### What is expected
Quote the lines of the data below exactly, starting at the line that contains "croissant you can see." and ending at the line that contains "lid you can see.", with both of those lines included.

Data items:
● ● ● ●
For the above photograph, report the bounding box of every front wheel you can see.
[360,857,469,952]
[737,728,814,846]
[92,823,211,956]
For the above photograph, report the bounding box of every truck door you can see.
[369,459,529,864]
● ● ● ●
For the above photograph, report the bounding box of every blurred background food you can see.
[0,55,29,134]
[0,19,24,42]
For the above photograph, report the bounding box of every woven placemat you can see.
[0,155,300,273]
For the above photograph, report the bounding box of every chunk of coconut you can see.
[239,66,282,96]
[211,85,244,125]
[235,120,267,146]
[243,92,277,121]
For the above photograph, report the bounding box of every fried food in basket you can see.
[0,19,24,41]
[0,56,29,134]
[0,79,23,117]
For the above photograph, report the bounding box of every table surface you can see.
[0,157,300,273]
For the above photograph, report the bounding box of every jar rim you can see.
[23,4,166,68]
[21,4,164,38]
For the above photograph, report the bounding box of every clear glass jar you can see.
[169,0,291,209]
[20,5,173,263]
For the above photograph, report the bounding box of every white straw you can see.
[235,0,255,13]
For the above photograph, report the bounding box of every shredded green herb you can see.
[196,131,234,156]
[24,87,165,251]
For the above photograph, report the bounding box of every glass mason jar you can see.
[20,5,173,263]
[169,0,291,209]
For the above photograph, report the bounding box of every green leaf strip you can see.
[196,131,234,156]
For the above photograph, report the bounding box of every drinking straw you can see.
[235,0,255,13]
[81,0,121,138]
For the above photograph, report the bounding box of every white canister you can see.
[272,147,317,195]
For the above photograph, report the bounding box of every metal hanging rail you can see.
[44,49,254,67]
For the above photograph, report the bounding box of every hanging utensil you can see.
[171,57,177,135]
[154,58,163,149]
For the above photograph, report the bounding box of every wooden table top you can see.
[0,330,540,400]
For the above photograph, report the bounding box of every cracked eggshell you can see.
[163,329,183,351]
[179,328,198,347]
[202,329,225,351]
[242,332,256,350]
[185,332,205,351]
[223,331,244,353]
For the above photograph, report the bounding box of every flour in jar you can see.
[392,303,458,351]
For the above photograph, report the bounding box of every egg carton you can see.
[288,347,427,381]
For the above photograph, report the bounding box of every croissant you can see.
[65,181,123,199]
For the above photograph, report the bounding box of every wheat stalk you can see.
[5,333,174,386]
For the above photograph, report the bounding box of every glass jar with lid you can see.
● ● ● ●
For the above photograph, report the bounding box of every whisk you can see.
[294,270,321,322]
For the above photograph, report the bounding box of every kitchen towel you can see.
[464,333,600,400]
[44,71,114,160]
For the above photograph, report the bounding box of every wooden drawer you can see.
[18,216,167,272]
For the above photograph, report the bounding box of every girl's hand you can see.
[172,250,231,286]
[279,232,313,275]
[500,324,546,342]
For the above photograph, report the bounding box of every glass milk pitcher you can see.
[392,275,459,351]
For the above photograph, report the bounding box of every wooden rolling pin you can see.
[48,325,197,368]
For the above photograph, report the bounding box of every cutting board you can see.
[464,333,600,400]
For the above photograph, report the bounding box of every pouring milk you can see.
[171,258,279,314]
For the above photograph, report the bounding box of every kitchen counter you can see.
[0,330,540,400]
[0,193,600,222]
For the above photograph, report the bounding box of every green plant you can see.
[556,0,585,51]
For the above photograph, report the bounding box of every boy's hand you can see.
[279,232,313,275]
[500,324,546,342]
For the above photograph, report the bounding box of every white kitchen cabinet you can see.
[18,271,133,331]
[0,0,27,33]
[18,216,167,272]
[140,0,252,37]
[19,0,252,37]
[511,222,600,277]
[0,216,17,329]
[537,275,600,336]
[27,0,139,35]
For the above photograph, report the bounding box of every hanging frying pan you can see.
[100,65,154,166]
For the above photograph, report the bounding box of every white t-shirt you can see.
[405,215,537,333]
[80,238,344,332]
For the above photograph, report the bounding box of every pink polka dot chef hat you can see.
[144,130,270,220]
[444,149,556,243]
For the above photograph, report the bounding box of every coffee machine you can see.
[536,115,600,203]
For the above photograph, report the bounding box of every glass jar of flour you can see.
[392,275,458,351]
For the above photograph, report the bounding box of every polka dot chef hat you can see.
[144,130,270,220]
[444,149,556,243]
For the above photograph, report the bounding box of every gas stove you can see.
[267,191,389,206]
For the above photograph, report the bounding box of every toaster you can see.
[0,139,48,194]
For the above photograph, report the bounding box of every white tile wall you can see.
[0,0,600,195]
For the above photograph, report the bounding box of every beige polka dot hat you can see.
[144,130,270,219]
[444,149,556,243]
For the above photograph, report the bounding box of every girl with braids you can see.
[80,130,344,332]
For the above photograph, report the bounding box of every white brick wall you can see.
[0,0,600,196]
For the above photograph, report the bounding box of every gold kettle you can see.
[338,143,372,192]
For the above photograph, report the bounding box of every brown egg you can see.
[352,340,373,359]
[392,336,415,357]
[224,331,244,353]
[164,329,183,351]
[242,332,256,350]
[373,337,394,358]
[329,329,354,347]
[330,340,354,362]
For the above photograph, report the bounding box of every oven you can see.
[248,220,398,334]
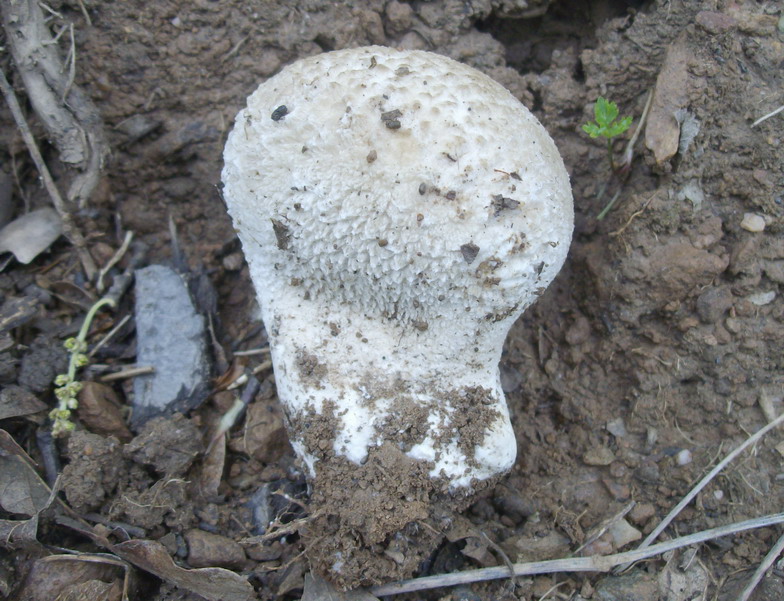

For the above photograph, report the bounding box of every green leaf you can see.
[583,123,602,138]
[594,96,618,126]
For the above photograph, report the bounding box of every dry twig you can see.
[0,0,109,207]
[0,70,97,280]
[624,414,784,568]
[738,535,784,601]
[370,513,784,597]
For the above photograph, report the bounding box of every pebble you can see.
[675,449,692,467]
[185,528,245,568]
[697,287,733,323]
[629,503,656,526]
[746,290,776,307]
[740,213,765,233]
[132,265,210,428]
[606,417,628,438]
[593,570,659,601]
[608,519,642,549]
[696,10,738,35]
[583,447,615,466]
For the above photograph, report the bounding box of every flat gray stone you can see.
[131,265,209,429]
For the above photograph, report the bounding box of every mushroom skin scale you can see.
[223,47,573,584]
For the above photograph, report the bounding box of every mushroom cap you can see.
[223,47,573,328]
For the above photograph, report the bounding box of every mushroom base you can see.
● ● ● ●
### Result below
For the above photograph, report the bounding box of every croissant you can see.
[65,181,123,199]
For the above photograph, report the bounding box of every wheat stalk you can see.
[5,333,174,386]
For the above photograph, report the bounding box of every glass jar with lid you can see.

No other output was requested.